:: What you have to do ::
Go through the data and copy each line that holds "instance".

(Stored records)

»»

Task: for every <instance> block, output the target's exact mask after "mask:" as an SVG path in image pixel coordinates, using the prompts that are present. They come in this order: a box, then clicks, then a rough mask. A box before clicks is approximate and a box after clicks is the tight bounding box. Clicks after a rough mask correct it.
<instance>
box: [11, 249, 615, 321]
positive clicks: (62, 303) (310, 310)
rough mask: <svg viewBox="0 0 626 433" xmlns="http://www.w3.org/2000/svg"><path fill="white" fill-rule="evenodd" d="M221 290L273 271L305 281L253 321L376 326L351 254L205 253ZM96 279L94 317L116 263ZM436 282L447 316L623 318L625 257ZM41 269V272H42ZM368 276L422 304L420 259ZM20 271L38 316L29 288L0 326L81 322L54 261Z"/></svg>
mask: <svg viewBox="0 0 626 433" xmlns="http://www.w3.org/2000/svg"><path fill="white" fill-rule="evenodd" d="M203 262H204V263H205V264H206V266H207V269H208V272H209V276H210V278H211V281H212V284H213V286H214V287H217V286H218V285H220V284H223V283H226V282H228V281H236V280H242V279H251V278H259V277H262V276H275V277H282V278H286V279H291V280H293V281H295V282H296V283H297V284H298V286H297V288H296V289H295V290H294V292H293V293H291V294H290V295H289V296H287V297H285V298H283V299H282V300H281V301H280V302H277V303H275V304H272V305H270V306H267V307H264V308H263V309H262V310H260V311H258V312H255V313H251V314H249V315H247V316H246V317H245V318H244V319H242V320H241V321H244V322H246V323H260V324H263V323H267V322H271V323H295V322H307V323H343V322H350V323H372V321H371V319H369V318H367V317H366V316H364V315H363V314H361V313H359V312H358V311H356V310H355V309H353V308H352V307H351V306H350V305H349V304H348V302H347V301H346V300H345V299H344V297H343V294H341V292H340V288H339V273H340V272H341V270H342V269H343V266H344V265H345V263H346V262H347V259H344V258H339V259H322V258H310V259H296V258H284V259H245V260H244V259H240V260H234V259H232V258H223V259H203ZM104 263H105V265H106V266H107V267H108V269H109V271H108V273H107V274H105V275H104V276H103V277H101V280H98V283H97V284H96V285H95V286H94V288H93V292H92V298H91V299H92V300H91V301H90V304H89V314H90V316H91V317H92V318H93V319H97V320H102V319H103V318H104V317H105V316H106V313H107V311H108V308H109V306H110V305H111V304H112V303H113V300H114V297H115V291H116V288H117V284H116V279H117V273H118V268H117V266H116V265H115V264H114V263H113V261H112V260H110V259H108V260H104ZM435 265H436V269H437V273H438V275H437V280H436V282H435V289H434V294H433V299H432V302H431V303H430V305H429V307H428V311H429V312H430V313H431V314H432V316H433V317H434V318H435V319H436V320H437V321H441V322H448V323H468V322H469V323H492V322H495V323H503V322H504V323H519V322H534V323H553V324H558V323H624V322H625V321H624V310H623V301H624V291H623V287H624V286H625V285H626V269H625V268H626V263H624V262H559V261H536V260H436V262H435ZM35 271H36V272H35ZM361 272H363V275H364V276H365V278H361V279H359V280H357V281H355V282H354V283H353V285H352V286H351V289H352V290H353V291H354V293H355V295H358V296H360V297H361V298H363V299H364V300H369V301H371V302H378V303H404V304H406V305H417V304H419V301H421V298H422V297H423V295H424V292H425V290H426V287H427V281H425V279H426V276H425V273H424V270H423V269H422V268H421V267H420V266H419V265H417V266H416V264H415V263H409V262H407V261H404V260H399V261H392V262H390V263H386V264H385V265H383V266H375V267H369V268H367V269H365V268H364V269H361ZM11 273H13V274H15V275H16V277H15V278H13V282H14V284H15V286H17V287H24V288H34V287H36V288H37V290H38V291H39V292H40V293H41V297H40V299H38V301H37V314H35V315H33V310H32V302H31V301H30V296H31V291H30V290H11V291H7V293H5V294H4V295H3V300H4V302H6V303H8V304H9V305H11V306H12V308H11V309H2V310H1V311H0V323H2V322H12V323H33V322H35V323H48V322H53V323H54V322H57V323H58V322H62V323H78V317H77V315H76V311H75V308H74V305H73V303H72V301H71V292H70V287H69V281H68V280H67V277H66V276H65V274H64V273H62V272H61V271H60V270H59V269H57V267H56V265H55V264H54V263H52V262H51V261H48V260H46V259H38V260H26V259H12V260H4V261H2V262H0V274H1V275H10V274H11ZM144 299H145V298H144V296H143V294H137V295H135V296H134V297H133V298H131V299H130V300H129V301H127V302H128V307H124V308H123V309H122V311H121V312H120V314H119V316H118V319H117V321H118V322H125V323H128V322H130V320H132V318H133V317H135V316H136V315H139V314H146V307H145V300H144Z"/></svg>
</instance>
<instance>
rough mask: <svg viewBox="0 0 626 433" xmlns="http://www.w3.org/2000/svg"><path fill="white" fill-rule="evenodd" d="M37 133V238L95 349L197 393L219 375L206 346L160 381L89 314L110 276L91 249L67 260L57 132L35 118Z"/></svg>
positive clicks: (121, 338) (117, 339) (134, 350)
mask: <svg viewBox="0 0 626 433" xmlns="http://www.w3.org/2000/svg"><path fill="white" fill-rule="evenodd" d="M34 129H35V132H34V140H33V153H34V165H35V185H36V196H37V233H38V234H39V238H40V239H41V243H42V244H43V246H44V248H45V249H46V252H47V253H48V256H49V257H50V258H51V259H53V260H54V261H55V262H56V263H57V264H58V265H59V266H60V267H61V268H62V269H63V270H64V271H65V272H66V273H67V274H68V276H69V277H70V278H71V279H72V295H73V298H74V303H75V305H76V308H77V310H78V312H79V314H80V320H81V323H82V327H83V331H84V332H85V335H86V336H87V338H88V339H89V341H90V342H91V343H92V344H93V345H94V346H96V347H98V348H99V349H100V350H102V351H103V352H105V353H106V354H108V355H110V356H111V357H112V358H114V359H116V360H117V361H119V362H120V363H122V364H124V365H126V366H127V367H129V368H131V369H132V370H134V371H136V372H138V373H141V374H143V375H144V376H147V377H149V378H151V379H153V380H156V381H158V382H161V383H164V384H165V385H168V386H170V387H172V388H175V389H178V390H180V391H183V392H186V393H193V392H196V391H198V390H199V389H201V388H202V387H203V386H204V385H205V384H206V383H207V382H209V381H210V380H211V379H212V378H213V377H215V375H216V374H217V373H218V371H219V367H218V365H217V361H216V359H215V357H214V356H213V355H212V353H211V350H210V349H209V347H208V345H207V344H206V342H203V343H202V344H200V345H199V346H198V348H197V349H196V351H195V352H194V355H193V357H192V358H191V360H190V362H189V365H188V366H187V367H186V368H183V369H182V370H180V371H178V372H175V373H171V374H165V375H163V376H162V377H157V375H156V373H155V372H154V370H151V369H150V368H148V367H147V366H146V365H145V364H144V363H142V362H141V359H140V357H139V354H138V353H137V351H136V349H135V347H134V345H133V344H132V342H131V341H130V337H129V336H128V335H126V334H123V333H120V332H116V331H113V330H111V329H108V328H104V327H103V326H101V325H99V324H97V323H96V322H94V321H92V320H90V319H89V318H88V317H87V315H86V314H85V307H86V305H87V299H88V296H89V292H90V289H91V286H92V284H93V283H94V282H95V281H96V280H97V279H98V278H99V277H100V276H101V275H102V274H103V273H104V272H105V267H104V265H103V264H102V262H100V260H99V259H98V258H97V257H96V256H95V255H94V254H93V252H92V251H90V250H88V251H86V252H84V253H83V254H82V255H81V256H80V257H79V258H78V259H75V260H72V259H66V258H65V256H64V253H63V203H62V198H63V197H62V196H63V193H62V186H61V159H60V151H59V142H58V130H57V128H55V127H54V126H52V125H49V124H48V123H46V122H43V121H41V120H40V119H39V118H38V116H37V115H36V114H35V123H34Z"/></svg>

««

:: Answer box ::
Task: for every <instance> block, output the target's exact mask after "mask:" as an SVG path in image pixel coordinates, using the prompts that are present. They come in this order: a box, then clicks, then a rough mask. A box before clicks is approximate and a box after clicks is the tight bounding box. Clicks after a rough mask correct it.
<instance>
</instance>
<instance>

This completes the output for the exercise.